What is needed ->
Render the lines of the records, starting at the line containing "mountain ridge ->" and ending at the line containing "Outline every instance of the mountain ridge.", as a JSON list of strings with one string per line. Skip blank lines and leave the pictures out.

(Stored items)
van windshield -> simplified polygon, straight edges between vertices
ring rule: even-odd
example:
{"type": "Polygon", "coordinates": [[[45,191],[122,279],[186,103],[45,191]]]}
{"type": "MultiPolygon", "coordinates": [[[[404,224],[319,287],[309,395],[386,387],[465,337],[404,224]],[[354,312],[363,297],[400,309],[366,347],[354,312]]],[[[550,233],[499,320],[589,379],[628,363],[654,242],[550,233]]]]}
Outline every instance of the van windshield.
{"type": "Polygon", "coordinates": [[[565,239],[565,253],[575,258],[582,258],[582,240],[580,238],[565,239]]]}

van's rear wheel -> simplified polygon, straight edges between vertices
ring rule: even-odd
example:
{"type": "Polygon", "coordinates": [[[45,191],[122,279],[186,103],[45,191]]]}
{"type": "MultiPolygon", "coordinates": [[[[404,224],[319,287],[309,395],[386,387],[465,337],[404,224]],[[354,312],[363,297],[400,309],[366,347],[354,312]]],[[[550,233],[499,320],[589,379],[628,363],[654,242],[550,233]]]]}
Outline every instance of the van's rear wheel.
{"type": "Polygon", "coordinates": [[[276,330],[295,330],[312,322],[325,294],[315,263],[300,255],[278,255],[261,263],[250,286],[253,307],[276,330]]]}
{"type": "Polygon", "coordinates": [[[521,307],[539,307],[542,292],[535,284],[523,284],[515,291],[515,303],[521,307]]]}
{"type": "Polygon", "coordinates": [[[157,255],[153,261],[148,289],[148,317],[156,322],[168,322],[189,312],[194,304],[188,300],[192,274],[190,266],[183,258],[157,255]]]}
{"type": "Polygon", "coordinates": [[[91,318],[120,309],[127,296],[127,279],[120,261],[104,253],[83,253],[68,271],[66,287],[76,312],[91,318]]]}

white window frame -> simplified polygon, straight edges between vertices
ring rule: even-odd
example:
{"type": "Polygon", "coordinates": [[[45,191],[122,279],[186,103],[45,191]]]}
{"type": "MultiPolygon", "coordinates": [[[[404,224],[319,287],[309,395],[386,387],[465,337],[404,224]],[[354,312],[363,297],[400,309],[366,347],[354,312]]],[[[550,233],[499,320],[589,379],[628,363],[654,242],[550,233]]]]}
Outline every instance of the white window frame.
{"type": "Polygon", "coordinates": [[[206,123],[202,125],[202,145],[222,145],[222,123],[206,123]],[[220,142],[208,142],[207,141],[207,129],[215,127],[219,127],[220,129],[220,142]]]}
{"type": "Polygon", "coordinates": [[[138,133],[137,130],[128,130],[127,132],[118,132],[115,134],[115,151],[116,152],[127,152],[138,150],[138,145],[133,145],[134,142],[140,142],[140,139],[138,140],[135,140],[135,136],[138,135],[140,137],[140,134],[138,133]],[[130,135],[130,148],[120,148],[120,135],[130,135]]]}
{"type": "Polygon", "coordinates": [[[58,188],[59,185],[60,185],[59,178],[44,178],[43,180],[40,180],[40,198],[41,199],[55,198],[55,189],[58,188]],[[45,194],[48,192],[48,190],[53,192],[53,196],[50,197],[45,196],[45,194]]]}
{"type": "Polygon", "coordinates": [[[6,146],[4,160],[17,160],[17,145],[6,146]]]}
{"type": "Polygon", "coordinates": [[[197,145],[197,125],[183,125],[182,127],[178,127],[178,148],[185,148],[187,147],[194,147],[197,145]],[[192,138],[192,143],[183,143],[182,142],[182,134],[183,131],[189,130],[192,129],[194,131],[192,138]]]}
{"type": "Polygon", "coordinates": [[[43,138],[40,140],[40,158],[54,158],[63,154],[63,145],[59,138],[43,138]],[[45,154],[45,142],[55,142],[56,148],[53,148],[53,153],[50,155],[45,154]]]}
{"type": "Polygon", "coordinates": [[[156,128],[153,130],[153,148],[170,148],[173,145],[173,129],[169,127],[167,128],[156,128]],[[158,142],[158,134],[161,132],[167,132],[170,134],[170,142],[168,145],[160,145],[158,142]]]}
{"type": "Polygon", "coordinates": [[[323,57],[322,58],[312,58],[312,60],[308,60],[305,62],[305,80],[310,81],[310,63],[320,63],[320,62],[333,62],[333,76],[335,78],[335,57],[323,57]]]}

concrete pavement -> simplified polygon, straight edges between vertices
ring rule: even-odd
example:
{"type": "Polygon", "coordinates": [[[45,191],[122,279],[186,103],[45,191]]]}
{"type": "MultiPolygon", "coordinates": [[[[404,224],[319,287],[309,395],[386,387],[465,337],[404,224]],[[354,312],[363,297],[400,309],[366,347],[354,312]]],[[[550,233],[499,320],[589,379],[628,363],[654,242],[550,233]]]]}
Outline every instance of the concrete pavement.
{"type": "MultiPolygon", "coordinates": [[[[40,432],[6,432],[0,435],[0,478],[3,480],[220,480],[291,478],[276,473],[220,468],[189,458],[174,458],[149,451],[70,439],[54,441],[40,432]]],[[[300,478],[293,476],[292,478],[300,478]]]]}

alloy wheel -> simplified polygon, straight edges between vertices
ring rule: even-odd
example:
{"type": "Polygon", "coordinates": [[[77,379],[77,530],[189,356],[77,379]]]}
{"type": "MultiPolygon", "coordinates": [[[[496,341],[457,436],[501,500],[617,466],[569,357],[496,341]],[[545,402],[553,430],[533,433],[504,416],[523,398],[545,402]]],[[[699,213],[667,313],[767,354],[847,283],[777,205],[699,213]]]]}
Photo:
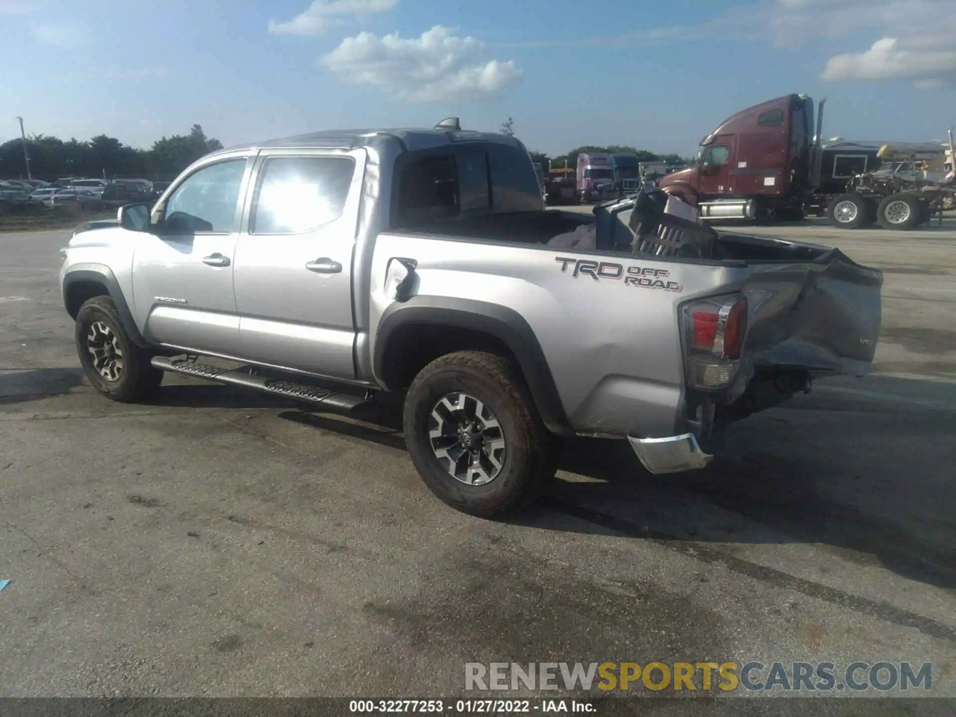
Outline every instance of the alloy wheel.
{"type": "Polygon", "coordinates": [[[468,486],[493,481],[505,465],[507,445],[497,417],[466,393],[451,393],[432,408],[428,438],[435,458],[468,486]]]}
{"type": "Polygon", "coordinates": [[[896,200],[886,205],[886,208],[883,209],[883,216],[886,217],[886,221],[890,224],[902,224],[909,219],[910,212],[911,209],[908,204],[896,200]]]}
{"type": "Polygon", "coordinates": [[[857,218],[857,214],[859,213],[859,207],[857,206],[856,202],[843,201],[837,203],[834,207],[834,217],[840,224],[848,224],[857,218]]]}
{"type": "Polygon", "coordinates": [[[102,321],[94,321],[86,335],[86,350],[93,357],[93,367],[108,381],[118,381],[122,375],[122,350],[113,330],[102,321]]]}

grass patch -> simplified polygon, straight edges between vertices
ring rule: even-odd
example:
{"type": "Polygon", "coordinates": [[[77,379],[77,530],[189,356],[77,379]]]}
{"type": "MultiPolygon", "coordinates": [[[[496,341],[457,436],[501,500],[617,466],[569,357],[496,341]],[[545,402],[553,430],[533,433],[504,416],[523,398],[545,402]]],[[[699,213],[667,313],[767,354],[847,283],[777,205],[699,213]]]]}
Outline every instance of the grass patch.
{"type": "Polygon", "coordinates": [[[53,209],[31,209],[0,214],[0,231],[37,231],[40,229],[72,229],[83,222],[115,219],[116,209],[76,211],[56,206],[53,209]]]}

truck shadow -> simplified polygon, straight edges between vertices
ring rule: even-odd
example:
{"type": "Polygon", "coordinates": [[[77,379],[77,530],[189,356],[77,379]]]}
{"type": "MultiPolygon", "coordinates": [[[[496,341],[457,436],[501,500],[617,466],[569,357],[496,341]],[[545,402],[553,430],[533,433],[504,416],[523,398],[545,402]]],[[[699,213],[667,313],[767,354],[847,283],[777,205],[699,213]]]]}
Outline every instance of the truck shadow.
{"type": "MultiPolygon", "coordinates": [[[[820,392],[734,424],[728,455],[700,471],[652,475],[626,442],[566,440],[547,496],[508,521],[688,544],[822,545],[832,558],[954,588],[956,483],[945,476],[956,463],[956,410],[945,405],[956,406],[956,386],[884,378],[867,385],[863,396],[820,392]],[[898,402],[873,398],[883,391],[898,402]]],[[[348,420],[280,416],[404,450],[394,400],[348,420]]],[[[838,570],[836,560],[815,560],[821,573],[838,570]]]]}
{"type": "Polygon", "coordinates": [[[0,405],[25,403],[88,385],[81,368],[0,369],[0,405]]]}

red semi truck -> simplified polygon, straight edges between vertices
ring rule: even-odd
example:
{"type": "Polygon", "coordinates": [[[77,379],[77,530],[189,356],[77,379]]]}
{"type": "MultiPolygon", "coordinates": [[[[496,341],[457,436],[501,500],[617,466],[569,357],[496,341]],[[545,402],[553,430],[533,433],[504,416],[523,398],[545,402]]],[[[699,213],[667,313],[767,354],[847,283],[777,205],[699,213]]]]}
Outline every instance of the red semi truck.
{"type": "Polygon", "coordinates": [[[795,220],[819,184],[823,103],[787,95],[725,120],[701,140],[694,166],[658,186],[704,219],[795,220]]]}

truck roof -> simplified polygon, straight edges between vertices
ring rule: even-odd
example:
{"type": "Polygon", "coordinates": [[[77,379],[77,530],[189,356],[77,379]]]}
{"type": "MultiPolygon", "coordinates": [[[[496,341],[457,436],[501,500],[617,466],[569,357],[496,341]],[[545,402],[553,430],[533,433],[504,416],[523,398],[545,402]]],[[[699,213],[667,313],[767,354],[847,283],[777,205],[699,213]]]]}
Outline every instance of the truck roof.
{"type": "Polygon", "coordinates": [[[347,129],[309,132],[276,140],[238,144],[219,150],[231,152],[237,149],[356,149],[375,145],[381,141],[398,141],[409,151],[429,149],[460,141],[489,141],[508,144],[524,149],[524,145],[513,137],[495,132],[474,132],[471,130],[449,130],[444,128],[415,129],[347,129]]]}

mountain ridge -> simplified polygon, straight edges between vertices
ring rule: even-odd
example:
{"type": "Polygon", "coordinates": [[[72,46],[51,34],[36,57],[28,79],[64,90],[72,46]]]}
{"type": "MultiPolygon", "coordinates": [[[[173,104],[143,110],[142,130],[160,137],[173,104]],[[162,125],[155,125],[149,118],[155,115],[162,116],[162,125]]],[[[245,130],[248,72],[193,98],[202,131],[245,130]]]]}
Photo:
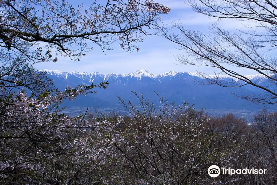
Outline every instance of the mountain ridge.
{"type": "MultiPolygon", "coordinates": [[[[114,76],[116,77],[127,77],[130,76],[130,77],[136,77],[140,79],[142,77],[148,77],[154,79],[159,80],[161,77],[165,77],[167,76],[173,77],[178,74],[186,73],[191,76],[196,76],[201,79],[203,79],[206,78],[215,79],[219,78],[220,79],[226,79],[230,78],[237,81],[239,80],[233,77],[229,76],[227,75],[219,74],[219,75],[207,75],[203,72],[176,72],[174,71],[171,71],[168,72],[161,73],[158,75],[155,75],[150,72],[148,71],[145,69],[142,69],[135,72],[130,72],[127,75],[126,74],[117,74],[116,73],[110,73],[106,74],[104,74],[98,72],[85,72],[78,71],[73,71],[72,72],[63,72],[55,70],[42,69],[39,70],[39,71],[43,71],[46,72],[47,74],[53,75],[55,75],[59,77],[63,77],[66,79],[68,76],[68,74],[70,74],[72,75],[77,76],[90,76],[90,79],[93,76],[96,76],[98,75],[101,77],[103,77],[104,80],[106,79],[108,79],[111,76],[114,76]]],[[[273,74],[271,75],[273,76],[273,74]]],[[[255,74],[254,75],[244,75],[247,78],[250,80],[252,80],[255,78],[258,78],[259,80],[263,80],[267,78],[266,76],[264,76],[261,74],[255,74]]],[[[93,82],[91,80],[89,81],[93,82]]],[[[160,82],[161,82],[160,81],[160,82]]]]}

The answer ->
[
  "mountain ridge -> simplified polygon, straight edges between vertices",
  "ring rule: even-odd",
  "example:",
  "{\"type\": \"Polygon\", \"coordinates\": [[[72,46],[51,34],[36,57],[28,79],[64,90],[72,46]]]}",
  "{\"type\": \"MultiPolygon\", \"coordinates\": [[[[173,104],[143,110],[142,130],[160,137],[173,104]],[[162,125],[155,125],[149,118],[155,115],[162,116],[162,125]]],[[[245,130],[248,72],[193,98],[202,131],[245,130]]]]}",
  "Photo:",
  "Outline every instance of the mountain ridge."
]